§ REQUEST: Transcribe the entries that follow exactly as they appear, minus pictures.

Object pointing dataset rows
________________________

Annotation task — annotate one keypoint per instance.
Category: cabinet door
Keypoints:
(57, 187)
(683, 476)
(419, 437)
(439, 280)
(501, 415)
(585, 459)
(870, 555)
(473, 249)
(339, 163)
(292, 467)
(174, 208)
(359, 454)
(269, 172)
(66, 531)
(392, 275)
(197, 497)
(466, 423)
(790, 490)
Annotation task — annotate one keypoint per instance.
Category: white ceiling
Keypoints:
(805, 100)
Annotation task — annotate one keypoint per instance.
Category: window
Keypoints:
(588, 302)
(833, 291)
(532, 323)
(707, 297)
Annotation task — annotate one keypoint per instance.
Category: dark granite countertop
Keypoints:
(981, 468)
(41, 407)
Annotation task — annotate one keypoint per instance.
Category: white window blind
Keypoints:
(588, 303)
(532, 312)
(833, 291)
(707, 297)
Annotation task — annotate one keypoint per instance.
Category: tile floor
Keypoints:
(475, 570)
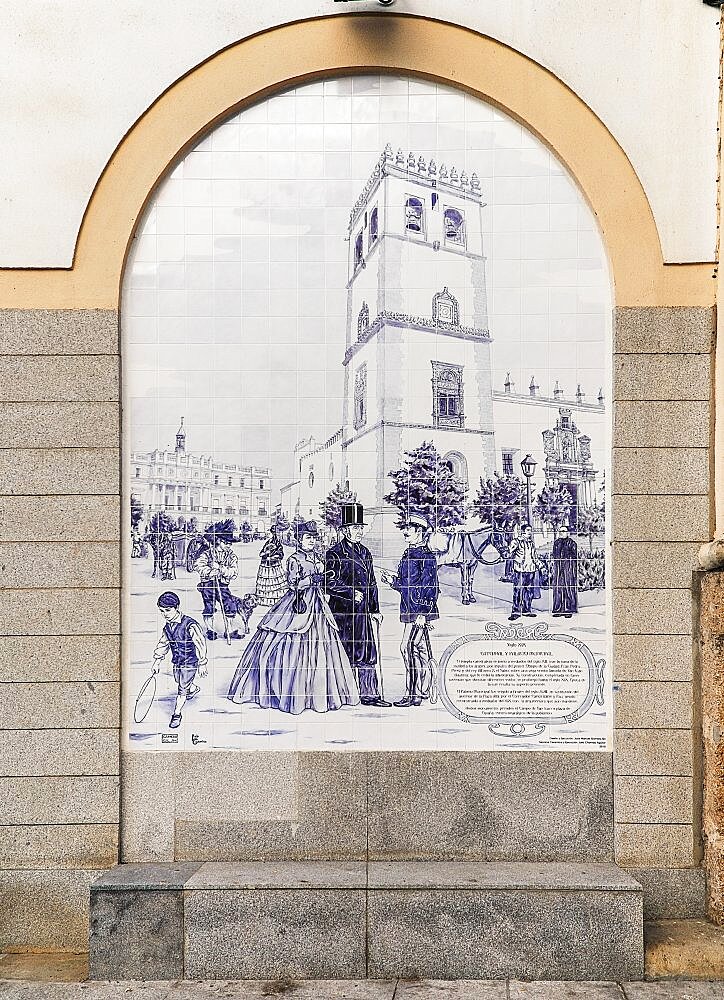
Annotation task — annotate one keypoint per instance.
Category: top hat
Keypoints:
(417, 521)
(352, 513)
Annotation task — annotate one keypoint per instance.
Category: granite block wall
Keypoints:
(60, 783)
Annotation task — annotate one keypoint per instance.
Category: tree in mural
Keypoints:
(592, 522)
(500, 501)
(331, 508)
(426, 485)
(553, 506)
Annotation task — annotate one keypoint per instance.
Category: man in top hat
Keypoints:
(351, 589)
(416, 581)
(217, 566)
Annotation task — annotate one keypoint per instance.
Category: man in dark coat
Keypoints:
(351, 589)
(416, 582)
(565, 575)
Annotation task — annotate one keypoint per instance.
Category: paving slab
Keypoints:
(564, 991)
(684, 949)
(673, 991)
(444, 989)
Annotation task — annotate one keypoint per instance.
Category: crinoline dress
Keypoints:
(296, 660)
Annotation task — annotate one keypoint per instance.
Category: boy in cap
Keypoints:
(184, 637)
(416, 581)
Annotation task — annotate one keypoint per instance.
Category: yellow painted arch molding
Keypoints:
(351, 43)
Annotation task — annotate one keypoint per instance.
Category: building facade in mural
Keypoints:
(182, 482)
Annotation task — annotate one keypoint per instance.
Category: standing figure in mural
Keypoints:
(526, 565)
(296, 660)
(217, 566)
(184, 637)
(416, 581)
(351, 589)
(271, 580)
(565, 574)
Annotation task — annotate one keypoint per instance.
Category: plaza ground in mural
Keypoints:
(212, 722)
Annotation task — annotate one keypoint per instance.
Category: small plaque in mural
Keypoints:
(520, 679)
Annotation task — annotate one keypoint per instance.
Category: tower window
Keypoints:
(363, 321)
(360, 397)
(373, 226)
(414, 217)
(445, 308)
(447, 395)
(454, 226)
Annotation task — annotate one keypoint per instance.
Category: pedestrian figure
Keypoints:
(184, 638)
(351, 589)
(416, 581)
(166, 556)
(565, 574)
(217, 566)
(296, 660)
(271, 580)
(526, 563)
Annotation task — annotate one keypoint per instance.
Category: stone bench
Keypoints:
(325, 920)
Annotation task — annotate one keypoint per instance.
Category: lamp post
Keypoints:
(528, 466)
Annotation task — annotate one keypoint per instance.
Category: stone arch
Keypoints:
(329, 46)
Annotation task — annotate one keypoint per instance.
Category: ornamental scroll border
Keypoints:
(517, 726)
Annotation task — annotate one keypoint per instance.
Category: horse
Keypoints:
(465, 549)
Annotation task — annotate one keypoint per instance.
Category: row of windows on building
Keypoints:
(207, 478)
(453, 225)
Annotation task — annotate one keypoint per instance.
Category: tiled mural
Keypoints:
(367, 329)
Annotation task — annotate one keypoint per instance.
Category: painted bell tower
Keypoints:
(417, 363)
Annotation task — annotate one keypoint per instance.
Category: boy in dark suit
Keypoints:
(351, 589)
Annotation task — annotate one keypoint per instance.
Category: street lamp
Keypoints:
(528, 466)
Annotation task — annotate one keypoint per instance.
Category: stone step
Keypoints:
(325, 920)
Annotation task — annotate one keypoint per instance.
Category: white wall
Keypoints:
(75, 76)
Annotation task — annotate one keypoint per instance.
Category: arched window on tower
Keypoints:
(360, 397)
(363, 321)
(374, 226)
(454, 227)
(445, 308)
(447, 395)
(457, 464)
(414, 215)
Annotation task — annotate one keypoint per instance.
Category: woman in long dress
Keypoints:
(271, 581)
(296, 660)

________________________

§ SOLVED PROBLEM:
Annotation task — annotate one keypoint per instance.
Category: cabinet door
Keypoints:
(57, 187)
(683, 476)
(419, 437)
(439, 280)
(501, 415)
(585, 459)
(870, 555)
(473, 249)
(339, 163)
(292, 467)
(174, 208)
(359, 454)
(269, 172)
(66, 531)
(392, 275)
(197, 497)
(466, 423)
(790, 490)
Annotation task — annotate one keypoint per instance.
Category: white ceiling
Keypoints:
(805, 100)
Annotation task — annotate one keypoint per instance.
Category: window
Keypoints:
(588, 302)
(833, 291)
(532, 323)
(707, 297)
Annotation task — annotate one keypoint per instance.
Category: dark granite countertop
Keypoints:
(981, 468)
(41, 407)
Annotation task — annotate one keypoint per instance.
Category: white window blind
Keypoints:
(588, 303)
(532, 312)
(833, 291)
(707, 297)
Annotation task — annotate one keypoint per instance.
Category: tile floor
Keypoints:
(475, 570)
Annotation task — annotate one keypoint per instance.
Category: top hat
Keypoints:
(417, 521)
(352, 513)
Annotation task — annotate one keypoint per instance.
Category: granite block wall
Keypoints:
(60, 783)
Annotation task — annotate one keypoint per instance.
Category: tree in mural
Keypoints:
(592, 522)
(500, 501)
(331, 508)
(426, 485)
(553, 506)
Annotation task — annotate one keypoint per instance.
Category: man in top hat
Keypoints:
(351, 589)
(416, 581)
(217, 566)
Annotation task — annotate one keypoint per instance.
Category: man in dark coat
Keypoints:
(351, 589)
(416, 582)
(565, 575)
Annotation task — annotate one keypoint per instance.
Category: paving slab
Keypoints:
(564, 991)
(684, 949)
(673, 991)
(444, 989)
Annotation task — annotate one keypoint per instance.
Category: crinoline dress
Keypoints:
(296, 660)
Annotation task — annotate one keypoint per instance.
Category: boy in cap
Keypoints:
(184, 637)
(416, 581)
Annotation task — annotate one keypoint per instance.
Category: yellow painted arch molding
Keypoints:
(351, 43)
Annotation task — annotate one keypoint per instance.
Category: building facade in mural
Keypoints:
(182, 482)
Annotation task — annotate one keypoint per instance.
Category: standing figure in mural
Keypoints:
(526, 565)
(296, 660)
(217, 566)
(184, 637)
(416, 581)
(351, 589)
(271, 580)
(565, 574)
Annotation task — annotate one keypoint per instance.
Category: plaza ground in mural
Keypoints:
(212, 722)
Annotation task — annotate one keypoint per instance.
Category: small plaque in mural
Keypoints:
(520, 679)
Annotation task — annotate one keypoint per instance.
Category: tower window
Keypoints:
(363, 321)
(360, 397)
(373, 226)
(414, 217)
(445, 308)
(447, 395)
(454, 226)
Annotation task — annotate one keypoint per instance.
Category: pedestrian figure
Keypoints:
(184, 638)
(351, 589)
(416, 581)
(166, 556)
(565, 574)
(217, 566)
(296, 660)
(271, 580)
(526, 563)
Annotation task — annotate one keypoint per instance.
Category: stone bench
Keypoints:
(325, 920)
Annotation task — annotate one keypoint per instance.
Category: lamp post
Keypoints:
(528, 466)
Annotation task — annotate one keypoint per instance.
Category: stone arch
Keypoints:
(329, 46)
Annotation task — annotate one keypoint per instance.
Category: ornamental scroll border
Keypoints:
(517, 726)
Annotation task — annotate one keypoint per instance.
Category: horse
Keypoints:
(465, 549)
Annotation task — annotate one keypoint per instance.
Category: row of windows on building
Keypoints:
(207, 478)
(453, 225)
Annotation task — annotate one keypoint per instance.
Category: tiled mural
Keypoints:
(367, 329)
Annotation task — annotate one keypoint per instance.
Category: painted bell tower
Keypoints:
(417, 363)
Annotation task — annotate one keypoint per instance.
Category: boy in dark suit
Keypoints:
(351, 589)
Annotation task — annotate one keypoint per instance.
Category: street lamp
Keypoints:
(528, 466)
Annotation task — annotate one keypoint per instance.
Category: stone step
Keypoints:
(325, 920)
Annotation task — annotate one keypoint per instance.
Category: white wall
Keypoints:
(75, 76)
Annotation task — annotate one keypoint per instance.
Category: arched window on tower
Keypoints:
(360, 397)
(363, 321)
(374, 226)
(454, 227)
(445, 308)
(447, 395)
(457, 464)
(414, 215)
Annotation task — annotate one keypoint per instance.
Category: woman in long dress
Keypoints:
(271, 581)
(296, 660)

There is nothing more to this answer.